[Saved data entries]
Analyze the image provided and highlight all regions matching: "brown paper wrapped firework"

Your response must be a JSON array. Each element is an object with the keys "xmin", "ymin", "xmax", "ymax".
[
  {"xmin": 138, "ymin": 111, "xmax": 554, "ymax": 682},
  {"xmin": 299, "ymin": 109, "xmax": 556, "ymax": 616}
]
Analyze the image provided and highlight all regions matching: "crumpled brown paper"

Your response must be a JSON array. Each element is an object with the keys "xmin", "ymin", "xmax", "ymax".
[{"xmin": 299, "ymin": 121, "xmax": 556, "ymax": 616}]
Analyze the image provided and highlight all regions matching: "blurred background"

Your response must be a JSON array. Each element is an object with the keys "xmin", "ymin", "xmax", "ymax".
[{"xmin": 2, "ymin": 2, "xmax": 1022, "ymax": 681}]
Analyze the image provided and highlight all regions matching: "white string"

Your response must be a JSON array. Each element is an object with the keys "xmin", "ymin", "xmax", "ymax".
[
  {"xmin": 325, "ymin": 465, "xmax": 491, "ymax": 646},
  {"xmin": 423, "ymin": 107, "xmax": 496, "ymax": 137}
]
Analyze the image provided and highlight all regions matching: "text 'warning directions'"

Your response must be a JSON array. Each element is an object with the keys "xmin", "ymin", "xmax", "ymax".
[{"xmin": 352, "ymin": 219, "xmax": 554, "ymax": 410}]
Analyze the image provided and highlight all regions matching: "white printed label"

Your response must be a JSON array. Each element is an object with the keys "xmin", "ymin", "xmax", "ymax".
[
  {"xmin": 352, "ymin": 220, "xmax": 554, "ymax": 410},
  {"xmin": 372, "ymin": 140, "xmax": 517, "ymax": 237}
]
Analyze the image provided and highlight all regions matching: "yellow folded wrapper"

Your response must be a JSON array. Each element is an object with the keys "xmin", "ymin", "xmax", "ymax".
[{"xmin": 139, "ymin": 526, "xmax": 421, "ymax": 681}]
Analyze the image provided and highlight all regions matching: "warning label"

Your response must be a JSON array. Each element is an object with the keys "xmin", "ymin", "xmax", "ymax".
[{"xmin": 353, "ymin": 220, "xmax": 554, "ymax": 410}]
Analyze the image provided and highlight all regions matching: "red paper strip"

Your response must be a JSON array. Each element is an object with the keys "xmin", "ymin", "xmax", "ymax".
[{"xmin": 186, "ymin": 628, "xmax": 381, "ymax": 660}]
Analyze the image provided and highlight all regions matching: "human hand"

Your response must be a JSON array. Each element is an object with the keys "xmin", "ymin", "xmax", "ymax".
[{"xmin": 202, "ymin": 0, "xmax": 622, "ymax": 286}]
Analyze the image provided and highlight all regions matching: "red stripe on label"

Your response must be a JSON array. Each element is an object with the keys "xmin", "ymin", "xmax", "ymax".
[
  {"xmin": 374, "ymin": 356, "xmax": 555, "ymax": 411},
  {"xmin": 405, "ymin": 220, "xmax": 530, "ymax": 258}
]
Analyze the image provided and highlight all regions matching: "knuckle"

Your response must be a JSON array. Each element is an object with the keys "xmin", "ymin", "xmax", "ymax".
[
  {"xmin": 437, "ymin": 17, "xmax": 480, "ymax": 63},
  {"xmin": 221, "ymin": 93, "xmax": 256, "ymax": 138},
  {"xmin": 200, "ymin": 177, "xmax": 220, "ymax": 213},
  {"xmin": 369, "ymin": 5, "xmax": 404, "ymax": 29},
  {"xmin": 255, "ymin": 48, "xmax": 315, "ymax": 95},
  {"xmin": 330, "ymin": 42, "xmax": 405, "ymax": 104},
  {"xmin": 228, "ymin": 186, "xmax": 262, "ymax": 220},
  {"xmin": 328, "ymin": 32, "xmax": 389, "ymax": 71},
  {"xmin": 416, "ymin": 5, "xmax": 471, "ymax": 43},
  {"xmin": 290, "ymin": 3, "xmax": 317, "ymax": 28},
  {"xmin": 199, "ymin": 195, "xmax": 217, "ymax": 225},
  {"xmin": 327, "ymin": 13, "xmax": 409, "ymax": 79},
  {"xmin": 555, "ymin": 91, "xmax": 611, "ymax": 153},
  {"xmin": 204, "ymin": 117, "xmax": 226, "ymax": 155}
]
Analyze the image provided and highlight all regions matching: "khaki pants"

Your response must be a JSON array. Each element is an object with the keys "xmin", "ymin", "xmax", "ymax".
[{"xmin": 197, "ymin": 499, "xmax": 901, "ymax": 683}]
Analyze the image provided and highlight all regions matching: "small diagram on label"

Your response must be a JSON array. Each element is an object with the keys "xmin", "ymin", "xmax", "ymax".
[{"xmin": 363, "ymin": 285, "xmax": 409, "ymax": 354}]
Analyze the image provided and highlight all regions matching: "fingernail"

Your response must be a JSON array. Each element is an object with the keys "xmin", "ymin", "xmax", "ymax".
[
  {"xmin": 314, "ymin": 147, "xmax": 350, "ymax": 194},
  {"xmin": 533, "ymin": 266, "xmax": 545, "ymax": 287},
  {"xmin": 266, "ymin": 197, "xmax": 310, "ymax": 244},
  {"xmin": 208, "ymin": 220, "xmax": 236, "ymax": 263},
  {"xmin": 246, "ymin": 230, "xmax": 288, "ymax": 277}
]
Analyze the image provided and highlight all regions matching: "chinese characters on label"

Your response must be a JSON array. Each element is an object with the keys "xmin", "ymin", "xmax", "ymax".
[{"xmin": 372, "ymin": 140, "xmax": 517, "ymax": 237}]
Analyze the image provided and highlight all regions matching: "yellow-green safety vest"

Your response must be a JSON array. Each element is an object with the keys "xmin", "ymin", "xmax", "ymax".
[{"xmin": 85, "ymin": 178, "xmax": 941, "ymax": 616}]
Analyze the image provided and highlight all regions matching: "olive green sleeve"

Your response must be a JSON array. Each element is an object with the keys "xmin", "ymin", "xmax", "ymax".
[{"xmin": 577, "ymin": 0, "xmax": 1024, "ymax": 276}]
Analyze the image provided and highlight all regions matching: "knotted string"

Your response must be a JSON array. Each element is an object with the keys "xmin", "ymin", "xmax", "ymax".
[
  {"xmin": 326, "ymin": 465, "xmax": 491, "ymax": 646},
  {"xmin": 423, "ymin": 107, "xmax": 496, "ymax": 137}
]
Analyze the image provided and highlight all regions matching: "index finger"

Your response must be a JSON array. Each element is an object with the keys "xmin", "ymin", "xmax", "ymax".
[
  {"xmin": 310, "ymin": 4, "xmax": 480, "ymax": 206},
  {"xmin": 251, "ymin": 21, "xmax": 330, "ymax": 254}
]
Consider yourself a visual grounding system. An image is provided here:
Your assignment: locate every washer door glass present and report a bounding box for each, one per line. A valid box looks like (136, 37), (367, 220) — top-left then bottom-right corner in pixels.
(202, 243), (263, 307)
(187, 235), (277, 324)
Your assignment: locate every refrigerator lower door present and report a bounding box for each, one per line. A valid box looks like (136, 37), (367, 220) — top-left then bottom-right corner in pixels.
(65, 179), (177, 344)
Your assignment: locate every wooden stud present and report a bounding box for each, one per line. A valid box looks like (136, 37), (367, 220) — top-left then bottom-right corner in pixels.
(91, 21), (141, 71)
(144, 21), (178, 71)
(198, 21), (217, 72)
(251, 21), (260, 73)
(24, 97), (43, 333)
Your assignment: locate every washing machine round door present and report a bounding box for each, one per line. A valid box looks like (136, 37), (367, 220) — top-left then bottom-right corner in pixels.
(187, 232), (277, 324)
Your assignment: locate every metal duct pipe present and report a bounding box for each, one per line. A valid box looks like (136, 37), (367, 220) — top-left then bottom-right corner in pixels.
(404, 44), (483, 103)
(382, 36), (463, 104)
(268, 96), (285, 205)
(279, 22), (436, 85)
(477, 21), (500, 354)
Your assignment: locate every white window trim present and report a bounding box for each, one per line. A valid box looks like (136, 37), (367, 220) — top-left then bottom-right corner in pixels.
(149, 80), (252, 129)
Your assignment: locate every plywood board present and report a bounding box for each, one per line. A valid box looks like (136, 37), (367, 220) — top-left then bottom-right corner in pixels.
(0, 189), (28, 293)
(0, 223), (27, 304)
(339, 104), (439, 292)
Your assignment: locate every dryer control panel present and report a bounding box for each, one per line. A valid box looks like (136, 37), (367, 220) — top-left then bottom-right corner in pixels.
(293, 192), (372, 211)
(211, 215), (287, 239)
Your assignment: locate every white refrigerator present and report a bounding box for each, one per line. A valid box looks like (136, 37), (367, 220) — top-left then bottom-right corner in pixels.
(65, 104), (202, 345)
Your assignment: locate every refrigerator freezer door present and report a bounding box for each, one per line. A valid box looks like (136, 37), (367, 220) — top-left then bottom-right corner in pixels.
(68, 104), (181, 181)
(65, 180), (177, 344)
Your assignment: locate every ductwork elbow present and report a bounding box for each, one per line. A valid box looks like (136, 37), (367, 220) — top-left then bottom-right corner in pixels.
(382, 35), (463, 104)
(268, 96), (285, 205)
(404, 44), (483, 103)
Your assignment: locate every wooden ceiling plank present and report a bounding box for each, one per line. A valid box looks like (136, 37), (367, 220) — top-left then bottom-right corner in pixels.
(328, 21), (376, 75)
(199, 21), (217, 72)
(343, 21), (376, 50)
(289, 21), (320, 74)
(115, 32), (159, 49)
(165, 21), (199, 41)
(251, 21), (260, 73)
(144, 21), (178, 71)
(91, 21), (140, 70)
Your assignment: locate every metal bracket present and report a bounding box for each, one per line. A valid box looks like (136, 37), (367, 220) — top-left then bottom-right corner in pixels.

• [Task]: Work through the records above. Copy every line with the string "warning".

• [Result for this task]:
Analyze the image provided and highlight all regions matching: "text 'warning directions'"
Analyze the image provided and highlight all regions matching: "warning label"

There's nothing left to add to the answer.